::: RECORDS FOR THIS TASK :::
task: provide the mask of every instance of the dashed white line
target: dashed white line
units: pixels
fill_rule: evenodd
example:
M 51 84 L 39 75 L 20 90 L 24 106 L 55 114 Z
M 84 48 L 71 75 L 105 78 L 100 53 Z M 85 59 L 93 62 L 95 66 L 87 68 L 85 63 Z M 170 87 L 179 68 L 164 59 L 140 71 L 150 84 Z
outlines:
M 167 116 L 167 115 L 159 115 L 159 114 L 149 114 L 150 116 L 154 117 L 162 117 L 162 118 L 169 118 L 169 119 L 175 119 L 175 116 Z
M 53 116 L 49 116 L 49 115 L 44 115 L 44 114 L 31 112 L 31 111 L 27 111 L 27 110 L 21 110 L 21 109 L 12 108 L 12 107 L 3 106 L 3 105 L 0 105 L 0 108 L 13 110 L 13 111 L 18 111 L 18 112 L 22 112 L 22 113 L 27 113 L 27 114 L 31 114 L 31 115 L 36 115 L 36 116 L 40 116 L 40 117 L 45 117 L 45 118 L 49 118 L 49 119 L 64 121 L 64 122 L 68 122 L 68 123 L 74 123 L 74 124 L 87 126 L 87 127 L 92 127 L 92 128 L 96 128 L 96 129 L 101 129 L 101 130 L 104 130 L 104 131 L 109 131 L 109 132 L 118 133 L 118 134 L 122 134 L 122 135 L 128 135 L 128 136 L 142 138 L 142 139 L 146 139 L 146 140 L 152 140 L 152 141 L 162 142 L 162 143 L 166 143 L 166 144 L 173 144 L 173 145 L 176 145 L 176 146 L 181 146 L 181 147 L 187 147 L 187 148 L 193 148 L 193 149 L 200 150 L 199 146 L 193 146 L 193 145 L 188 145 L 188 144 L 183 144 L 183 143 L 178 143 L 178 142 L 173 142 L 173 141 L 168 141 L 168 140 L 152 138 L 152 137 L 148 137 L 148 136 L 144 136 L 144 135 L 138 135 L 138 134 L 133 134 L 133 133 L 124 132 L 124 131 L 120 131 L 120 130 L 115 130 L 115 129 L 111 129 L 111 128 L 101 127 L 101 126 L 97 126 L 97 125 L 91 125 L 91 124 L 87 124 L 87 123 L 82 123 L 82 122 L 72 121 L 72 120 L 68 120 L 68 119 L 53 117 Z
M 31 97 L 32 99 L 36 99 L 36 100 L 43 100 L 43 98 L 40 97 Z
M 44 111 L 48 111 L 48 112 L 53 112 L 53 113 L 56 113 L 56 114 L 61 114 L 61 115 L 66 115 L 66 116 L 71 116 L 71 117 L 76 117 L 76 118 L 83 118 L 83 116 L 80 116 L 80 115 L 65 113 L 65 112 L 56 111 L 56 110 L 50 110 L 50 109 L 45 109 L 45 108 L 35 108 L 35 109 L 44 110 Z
:::
• WORK TO BE COMPLETED
Rescale the entries from the first line up to and including the line with "M 167 116 L". Rewrite each of those lines, requests included, multiplying every outline coordinate in the answers by 1.95 and rounding to whole numbers (halves round up), and leave the numbers in the requests and their sample outlines unchanged.

• ANSWER IN FULL
task: provide the mask of every instance of the dashed white line
target: dashed white line
units: pixels
fill_rule: evenodd
example:
M 51 84 L 39 75 L 20 90 L 24 106 L 55 114 Z
M 84 48 L 71 75 L 105 78 L 100 53 Z M 85 59 L 93 62 L 95 66 L 87 68 L 85 63 Z M 170 87 L 179 68 L 164 59 L 140 71 L 150 84 Z
outlines:
M 326 226 L 326 224 L 310 224 L 310 222 L 291 222 L 293 226 L 300 228 L 316 228 L 316 230 L 330 230 L 330 232 L 341 232 L 341 226 Z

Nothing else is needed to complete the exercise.